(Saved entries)
##############################

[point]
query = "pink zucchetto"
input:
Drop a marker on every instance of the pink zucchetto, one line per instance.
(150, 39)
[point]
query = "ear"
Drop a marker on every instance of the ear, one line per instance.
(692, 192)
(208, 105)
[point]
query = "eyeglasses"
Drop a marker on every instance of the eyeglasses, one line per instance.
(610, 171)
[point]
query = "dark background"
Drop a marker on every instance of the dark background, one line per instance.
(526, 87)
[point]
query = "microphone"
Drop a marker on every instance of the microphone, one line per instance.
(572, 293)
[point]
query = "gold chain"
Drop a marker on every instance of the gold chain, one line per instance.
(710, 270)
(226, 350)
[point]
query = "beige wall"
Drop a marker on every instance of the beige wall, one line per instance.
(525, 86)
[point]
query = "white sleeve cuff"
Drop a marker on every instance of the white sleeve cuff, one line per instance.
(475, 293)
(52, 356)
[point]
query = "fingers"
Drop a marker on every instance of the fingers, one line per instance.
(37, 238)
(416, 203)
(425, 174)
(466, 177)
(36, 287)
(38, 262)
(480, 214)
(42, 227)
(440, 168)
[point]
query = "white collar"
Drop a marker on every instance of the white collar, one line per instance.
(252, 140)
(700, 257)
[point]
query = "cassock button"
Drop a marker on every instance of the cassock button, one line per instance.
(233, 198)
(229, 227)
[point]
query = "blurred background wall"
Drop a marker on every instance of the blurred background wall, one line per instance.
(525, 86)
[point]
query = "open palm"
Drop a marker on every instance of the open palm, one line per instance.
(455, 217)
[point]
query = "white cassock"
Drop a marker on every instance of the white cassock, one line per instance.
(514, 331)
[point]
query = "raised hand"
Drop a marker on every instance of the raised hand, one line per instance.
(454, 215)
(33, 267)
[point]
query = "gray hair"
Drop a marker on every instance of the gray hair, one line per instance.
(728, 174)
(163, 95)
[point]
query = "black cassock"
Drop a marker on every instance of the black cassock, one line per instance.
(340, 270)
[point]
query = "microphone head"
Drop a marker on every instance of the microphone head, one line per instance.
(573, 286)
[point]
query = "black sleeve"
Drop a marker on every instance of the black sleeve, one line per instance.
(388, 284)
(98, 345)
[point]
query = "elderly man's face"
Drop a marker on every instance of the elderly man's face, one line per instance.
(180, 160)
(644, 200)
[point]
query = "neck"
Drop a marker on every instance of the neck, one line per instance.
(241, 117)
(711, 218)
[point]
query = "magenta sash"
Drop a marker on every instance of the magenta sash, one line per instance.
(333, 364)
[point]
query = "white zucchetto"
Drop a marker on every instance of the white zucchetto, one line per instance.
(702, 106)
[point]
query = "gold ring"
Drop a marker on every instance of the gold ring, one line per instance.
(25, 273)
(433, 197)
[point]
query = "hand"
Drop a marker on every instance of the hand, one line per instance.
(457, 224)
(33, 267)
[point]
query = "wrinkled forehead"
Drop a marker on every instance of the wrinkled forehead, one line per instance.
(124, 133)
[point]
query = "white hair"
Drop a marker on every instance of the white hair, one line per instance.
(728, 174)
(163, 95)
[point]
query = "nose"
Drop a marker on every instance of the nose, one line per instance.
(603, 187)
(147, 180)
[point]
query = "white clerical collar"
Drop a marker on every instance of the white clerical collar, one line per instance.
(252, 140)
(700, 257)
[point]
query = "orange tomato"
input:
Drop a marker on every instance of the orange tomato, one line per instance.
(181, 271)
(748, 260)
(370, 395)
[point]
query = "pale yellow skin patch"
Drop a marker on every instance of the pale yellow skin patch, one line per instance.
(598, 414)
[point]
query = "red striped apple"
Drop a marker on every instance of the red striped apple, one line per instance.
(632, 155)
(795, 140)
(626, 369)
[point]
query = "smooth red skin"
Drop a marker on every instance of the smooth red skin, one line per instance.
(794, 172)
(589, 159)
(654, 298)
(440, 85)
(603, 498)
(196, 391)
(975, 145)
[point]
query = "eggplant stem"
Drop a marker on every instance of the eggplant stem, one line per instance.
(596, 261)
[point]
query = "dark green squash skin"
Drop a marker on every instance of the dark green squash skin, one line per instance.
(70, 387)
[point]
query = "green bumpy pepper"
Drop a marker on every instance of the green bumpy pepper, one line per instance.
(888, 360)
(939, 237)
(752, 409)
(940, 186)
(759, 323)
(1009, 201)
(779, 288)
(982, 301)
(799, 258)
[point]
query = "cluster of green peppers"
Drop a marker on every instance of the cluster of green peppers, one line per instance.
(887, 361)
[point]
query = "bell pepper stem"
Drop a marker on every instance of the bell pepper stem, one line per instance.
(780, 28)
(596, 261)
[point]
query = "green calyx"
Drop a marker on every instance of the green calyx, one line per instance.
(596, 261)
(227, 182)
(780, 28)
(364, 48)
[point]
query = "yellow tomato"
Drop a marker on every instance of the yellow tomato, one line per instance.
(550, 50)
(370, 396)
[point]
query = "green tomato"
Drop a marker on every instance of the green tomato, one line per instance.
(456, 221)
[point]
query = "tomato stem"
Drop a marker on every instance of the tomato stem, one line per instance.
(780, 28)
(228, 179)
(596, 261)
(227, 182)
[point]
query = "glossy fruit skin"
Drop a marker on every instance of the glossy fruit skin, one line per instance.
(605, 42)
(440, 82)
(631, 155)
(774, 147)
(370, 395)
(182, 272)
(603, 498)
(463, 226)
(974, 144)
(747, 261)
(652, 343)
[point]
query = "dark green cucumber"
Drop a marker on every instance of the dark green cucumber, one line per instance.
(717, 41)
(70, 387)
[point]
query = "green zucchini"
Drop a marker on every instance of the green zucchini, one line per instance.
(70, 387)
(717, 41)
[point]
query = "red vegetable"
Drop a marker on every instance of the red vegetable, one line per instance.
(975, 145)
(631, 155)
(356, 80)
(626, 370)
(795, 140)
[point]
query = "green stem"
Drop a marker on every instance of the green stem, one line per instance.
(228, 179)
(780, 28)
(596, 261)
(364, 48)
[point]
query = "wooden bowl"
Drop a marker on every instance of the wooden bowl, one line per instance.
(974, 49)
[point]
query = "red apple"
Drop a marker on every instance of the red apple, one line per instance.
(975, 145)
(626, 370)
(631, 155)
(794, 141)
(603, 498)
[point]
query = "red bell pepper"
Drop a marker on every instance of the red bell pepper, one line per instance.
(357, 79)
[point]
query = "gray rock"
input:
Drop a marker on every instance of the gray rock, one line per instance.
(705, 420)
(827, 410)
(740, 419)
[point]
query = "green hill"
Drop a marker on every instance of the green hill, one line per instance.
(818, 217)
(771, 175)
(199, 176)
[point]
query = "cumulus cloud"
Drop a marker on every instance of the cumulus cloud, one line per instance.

##############################

Work task
The records above should be set down again word for word.

Task result
[point]
query = "pink zucchetto"
input:
Drop a marker on every instance of the pink zucchetto, one line per instance.
(150, 39)
[point]
query = "ear"
Drop a marker on every instance of the ear, one line per instance.
(692, 192)
(208, 105)
[point]
query = "eyeglasses"
Drop a marker on every instance of the eyeglasses, one line per instance.
(610, 171)
[point]
query = "dark background"
Drop a marker on every instance of the dark background, one line per instance.
(526, 87)
[point]
query = "microphone"
Drop a marker on every instance of the microphone, one line per instance.
(572, 293)
[point]
query = "gold chain"
Drop a marker on every instance of the gold chain, one line per instance.
(710, 270)
(226, 350)
[point]
query = "beige wall"
Drop a marker on every instance of the beige wall, one line per instance.
(525, 86)
[point]
query = "white sleeve cuff"
Drop a marker on every instance of the white sleeve cuff, one line per instance.
(475, 293)
(52, 356)
[point]
query = "fingers"
Drop a marker on every instance of the fingers, one line per instance.
(37, 238)
(416, 203)
(425, 174)
(466, 177)
(36, 287)
(38, 262)
(480, 214)
(42, 227)
(440, 168)
[point]
query = "white collar"
Drop a marker on every instance of the white collar, one line per instance.
(252, 140)
(700, 257)
[point]
query = "cassock button"
Drop a marker on every instance of the cassock button, one line per instance.
(233, 198)
(229, 227)
[point]
query = "blurred background wall"
Drop a marker on every instance of the blurred background wall, one line per instance.
(525, 86)
[point]
query = "open palm"
Drop a marker on every instance of the open palm, one line per instance.
(455, 217)
[point]
query = "white cassock"
Drop a marker on every instance of the white cassock, one line per instance.
(514, 331)
[point]
query = "raised hand"
Drop a marker on every instance of the raised hand, one line per instance.
(454, 215)
(33, 267)
[point]
query = "gray hair"
Drop a marker on every instance of the gray hair, one line per instance.
(728, 174)
(163, 95)
[point]
query = "black cassock"
Drop a marker on every instance of the black cassock, one line per instance.
(340, 270)
[point]
query = "microphone head"
Drop a marker on every instance of the microphone head, one line per instance.
(573, 286)
[point]
query = "black sleeve"
Drop a marker on every instance of the black sleeve, one line per instance.
(388, 284)
(98, 345)
[point]
query = "elderly man's face"
Drop a marker on every instance of the elderly man's face, one line per instance.
(180, 160)
(644, 200)
[point]
query = "neck"
Drop a marker on every instance of the neck, one line per instance.
(241, 117)
(711, 218)
[point]
query = "magenta sash"
Drop a marker on every instance of the magenta sash, one line per instance.
(333, 364)
[point]
query = "white zucchetto"
Drop a marker on every instance of the white zucchetto, one line per instance.
(702, 106)
[point]
query = "gold ring"
Drop a marker on every instance of the gold ring, one line per instance.
(25, 273)
(433, 197)
[point]
query = "hand"
Drop a marker on every instance of the hand, one line per instance.
(457, 224)
(33, 267)
[point]
query = "wrinkled forehead"
Drop a marker on every instance of the wrinkled forehead, one line per instance.
(124, 133)
[point]
query = "white hair"
Drop a marker on every instance of the white hair, one line per instance.
(728, 174)
(163, 95)
[point]
query = "nose"
Drop a marker on every instance of the nose, one line per instance.
(603, 187)
(147, 180)
[point]
query = "white clerical collar"
Drop a marker on every instance of the white clerical collar, one line per instance.
(252, 140)
(700, 257)
[point]
query = "orange tomato"
input:
Drop a marker on every instance of the orange tomato, one line per instance.
(181, 271)
(748, 260)
(370, 395)
[point]
query = "pale yellow skin patch"
Drop a marker on every instance of the pale yellow skin patch, one line per instance.
(598, 414)
[point]
query = "red striped apple"
Drop a marker on every instance of the red striped apple, one line per instance.
(632, 155)
(795, 140)
(626, 369)
[point]
query = "smooth red skin"
Drop a marker on every instance of the smooth red skin, one line per instance.
(794, 172)
(589, 159)
(654, 298)
(440, 85)
(603, 498)
(196, 391)
(975, 145)
[point]
query = "eggplant stem"
Drop a marker on every instance of the eggplant stem, one line per instance.
(596, 261)
[point]
query = "dark green squash skin"
Drop a marker on every instance of the dark green squash skin, one line per instance.
(70, 387)
[point]
query = "green bumpy pepper"
Drop a marker on every instance of the green bumpy pepper, one line per instance.
(888, 360)
(939, 237)
(752, 409)
(940, 186)
(759, 323)
(1009, 201)
(779, 288)
(982, 301)
(799, 258)
[point]
query = "cluster of green peppers"
Drop a marker on every instance of the cluster of green peppers, one line per instance.
(887, 361)
[point]
query = "bell pepper stem"
Drop a marker on every instance of the bell pepper stem, one line per instance.
(780, 28)
(596, 261)
[point]
query = "green calyx"
Drop a marker on every instance of the green calyx, one line per instance.
(596, 261)
(227, 182)
(780, 28)
(364, 48)
[point]
query = "yellow tomato"
Drop a marker on every instance of the yellow tomato, one line per instance.
(550, 50)
(370, 396)
[point]
query = "green tomato"
Drop a marker on every instance of the green tomato, one line per instance.
(456, 221)
[point]
query = "tomato stem"
Drop a marker on every instance of the tomato stem, one line per instance.
(780, 28)
(228, 179)
(596, 261)
(227, 182)
[point]
query = "glossy fruit skin"
Drop a marker on every instance of the glossy fruit skin, one line per instance.
(605, 42)
(440, 82)
(631, 155)
(774, 147)
(370, 395)
(182, 272)
(603, 498)
(463, 226)
(974, 144)
(747, 261)
(652, 343)
[point]
query = "dark green cucumber"
Drop a marker on every instance of the dark green cucumber, one line per instance.
(717, 41)
(70, 387)
[point]
query = "green zucchini"
Drop a marker on every instance of the green zucchini, one line per instance.
(70, 387)
(717, 41)
[point]
query = "red vegetable"
Drop a marker on every instance of the red vegetable, one line per instance.
(975, 145)
(631, 155)
(356, 80)
(626, 370)
(795, 140)
[point]
query = "green stem"
Drop a marker on every instance of the green stem, one line per instance.
(228, 179)
(780, 28)
(596, 261)
(364, 48)
[point]
query = "wooden bowl"
Drop a marker on every instance of the wooden bowl, one line per instance.
(974, 49)
[point]
query = "red apple"
Drop a marker on every instance of the red apple, one line per instance.
(975, 145)
(626, 370)
(631, 155)
(794, 141)
(603, 498)
[point]
query = "red bell pepper"
Drop a marker on every instance of the red bell pepper, one line per instance.
(357, 79)
[point]
query = "gray rock"
input:
Drop a marker on every instance of the gray rock, one line per instance.
(705, 420)
(827, 410)
(740, 419)
[point]
query = "green hill"
Drop a marker on every instance of the green hill, one line per instance.
(818, 217)
(771, 175)
(199, 176)
[point]
query = "cumulus cloud"
Drop a marker on every instance of the cumulus cloud, one line per instance.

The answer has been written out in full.